### Task description
Pull out every line of the records below that contains the word "find". Letter case must match.

### Exercise materials
....
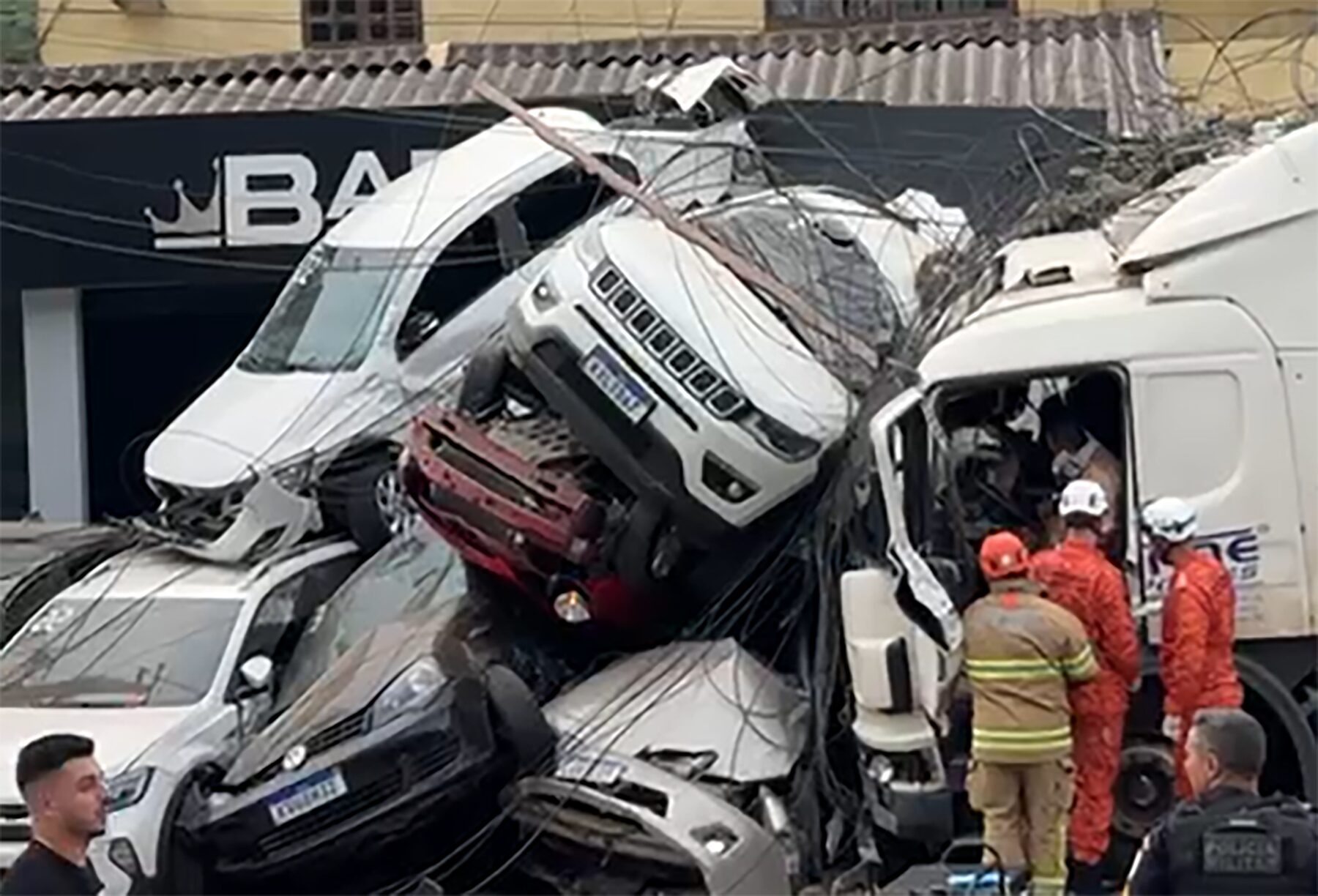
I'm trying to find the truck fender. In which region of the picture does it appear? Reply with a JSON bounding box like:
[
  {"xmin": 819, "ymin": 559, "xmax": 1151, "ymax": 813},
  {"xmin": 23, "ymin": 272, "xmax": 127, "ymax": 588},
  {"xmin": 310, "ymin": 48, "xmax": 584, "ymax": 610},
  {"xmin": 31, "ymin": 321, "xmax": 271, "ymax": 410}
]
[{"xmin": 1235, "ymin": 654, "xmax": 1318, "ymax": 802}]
....
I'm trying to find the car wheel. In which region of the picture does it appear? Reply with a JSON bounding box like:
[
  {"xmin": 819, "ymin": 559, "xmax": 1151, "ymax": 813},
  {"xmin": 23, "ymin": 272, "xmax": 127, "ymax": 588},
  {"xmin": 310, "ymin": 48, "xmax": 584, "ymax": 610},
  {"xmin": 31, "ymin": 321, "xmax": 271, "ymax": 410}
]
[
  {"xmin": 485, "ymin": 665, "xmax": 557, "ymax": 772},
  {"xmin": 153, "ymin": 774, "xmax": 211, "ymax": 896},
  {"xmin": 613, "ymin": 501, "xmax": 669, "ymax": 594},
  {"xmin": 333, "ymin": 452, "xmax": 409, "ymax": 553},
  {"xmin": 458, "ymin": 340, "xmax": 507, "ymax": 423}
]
....
### Solved problem
I'm trying to find the truck fender. In which region of the picture does it appear? Reply with a JSON bounding box like:
I'm trying to find the car wheel. In which region of the picture does it appear? Reply with a JSON bounding box like:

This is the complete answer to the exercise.